> _DATASET_:
-- Opening Marker --

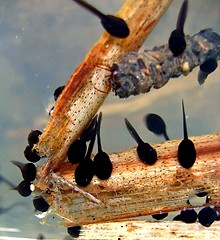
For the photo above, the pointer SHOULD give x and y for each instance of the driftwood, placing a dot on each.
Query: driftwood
(134, 189)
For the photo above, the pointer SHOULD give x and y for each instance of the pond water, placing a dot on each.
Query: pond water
(41, 43)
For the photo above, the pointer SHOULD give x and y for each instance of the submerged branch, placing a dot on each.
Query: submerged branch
(136, 189)
(89, 85)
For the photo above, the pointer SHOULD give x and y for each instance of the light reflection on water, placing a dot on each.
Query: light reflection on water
(41, 43)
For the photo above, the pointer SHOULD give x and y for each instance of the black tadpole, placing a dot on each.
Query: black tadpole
(85, 170)
(186, 148)
(33, 137)
(57, 92)
(30, 155)
(115, 26)
(156, 125)
(206, 68)
(145, 152)
(77, 150)
(28, 170)
(177, 43)
(102, 162)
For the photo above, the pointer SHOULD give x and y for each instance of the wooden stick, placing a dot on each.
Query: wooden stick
(136, 189)
(150, 230)
(89, 85)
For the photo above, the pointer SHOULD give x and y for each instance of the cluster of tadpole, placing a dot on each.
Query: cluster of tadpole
(186, 156)
(101, 165)
(29, 172)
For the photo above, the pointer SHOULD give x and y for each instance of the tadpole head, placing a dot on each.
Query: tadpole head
(186, 153)
(115, 26)
(28, 170)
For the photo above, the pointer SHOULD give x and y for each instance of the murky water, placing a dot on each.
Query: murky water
(41, 43)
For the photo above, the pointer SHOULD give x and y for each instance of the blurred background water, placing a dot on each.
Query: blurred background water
(41, 43)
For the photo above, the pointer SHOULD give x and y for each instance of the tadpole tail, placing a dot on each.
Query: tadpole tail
(98, 131)
(90, 8)
(166, 136)
(182, 15)
(185, 134)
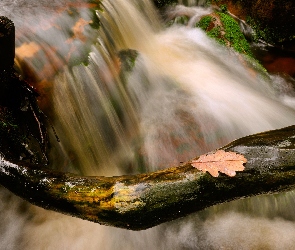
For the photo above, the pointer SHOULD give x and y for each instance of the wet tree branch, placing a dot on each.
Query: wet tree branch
(141, 201)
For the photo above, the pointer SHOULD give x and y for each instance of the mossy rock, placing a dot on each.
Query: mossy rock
(226, 31)
(273, 21)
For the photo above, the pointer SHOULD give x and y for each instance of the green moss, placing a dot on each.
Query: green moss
(234, 35)
(223, 8)
(204, 23)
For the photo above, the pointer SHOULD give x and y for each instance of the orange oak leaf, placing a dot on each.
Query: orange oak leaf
(224, 162)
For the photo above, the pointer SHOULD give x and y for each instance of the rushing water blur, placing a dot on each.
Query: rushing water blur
(149, 97)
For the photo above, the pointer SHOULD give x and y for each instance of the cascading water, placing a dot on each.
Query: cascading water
(185, 95)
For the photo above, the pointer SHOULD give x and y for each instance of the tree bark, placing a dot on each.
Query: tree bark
(141, 201)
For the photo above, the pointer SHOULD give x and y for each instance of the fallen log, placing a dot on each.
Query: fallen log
(142, 201)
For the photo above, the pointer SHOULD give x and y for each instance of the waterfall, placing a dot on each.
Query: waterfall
(182, 96)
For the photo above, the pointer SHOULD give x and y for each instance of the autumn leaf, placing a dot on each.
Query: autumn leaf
(224, 162)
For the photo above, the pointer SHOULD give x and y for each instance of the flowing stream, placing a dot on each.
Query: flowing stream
(150, 96)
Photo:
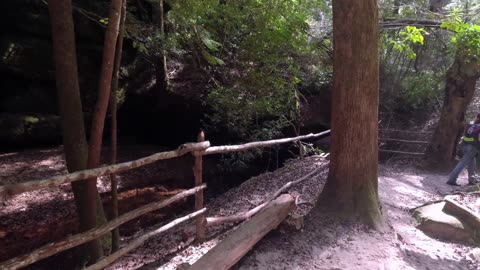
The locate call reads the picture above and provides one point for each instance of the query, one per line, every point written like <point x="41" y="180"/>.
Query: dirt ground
<point x="322" y="243"/>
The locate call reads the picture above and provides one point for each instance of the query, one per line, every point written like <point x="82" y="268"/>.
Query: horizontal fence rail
<point x="86" y="174"/>
<point x="78" y="239"/>
<point x="197" y="149"/>
<point x="142" y="239"/>
<point x="243" y="147"/>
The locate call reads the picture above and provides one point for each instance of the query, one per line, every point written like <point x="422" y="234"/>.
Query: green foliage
<point x="104" y="21"/>
<point x="409" y="36"/>
<point x="420" y="89"/>
<point x="466" y="40"/>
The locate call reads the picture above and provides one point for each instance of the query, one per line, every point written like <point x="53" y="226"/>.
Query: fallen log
<point x="212" y="221"/>
<point x="455" y="209"/>
<point x="242" y="147"/>
<point x="238" y="243"/>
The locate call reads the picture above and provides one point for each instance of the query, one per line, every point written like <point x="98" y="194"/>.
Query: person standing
<point x="471" y="147"/>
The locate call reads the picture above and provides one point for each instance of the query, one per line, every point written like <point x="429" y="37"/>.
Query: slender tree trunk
<point x="69" y="101"/>
<point x="113" y="111"/>
<point x="459" y="89"/>
<point x="351" y="189"/>
<point x="161" y="61"/>
<point x="96" y="132"/>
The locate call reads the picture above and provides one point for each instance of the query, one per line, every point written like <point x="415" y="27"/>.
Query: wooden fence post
<point x="197" y="171"/>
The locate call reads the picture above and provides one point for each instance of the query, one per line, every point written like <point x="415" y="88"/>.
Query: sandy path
<point x="327" y="244"/>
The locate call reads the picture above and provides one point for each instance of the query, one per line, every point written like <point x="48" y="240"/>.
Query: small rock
<point x="474" y="254"/>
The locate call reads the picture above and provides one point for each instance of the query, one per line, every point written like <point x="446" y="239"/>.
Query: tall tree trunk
<point x="459" y="89"/>
<point x="101" y="106"/>
<point x="70" y="107"/>
<point x="113" y="133"/>
<point x="161" y="60"/>
<point x="351" y="189"/>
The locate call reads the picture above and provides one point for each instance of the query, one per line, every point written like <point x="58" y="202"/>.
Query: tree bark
<point x="352" y="188"/>
<point x="75" y="240"/>
<point x="459" y="89"/>
<point x="97" y="215"/>
<point x="113" y="127"/>
<point x="70" y="107"/>
<point x="91" y="173"/>
<point x="161" y="60"/>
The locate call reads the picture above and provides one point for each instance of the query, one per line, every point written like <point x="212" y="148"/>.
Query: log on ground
<point x="238" y="243"/>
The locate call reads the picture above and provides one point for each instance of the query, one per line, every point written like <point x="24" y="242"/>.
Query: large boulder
<point x="440" y="225"/>
<point x="29" y="129"/>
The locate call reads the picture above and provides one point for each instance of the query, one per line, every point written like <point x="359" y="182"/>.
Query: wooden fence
<point x="403" y="142"/>
<point x="198" y="149"/>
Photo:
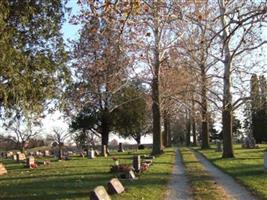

-- Closing Marker --

Quote only what lies between the first line of the records and the line containing "submerged branch, placing a dot on each.", please, including both lines and excluding images.

For the photo above, the pointer SHOULD give x and y for each instance of the driftwood, placing a dot on each.
Query: driftwood
(134, 189)
For the photo above, the pointer SHOULD give x and y for each instance of the pond water, placing a dot on each.
Query: pond water
(41, 43)
For the photo above, the pointer SHOULD give x and y for each instance of the submerged branch, placing a dot on each.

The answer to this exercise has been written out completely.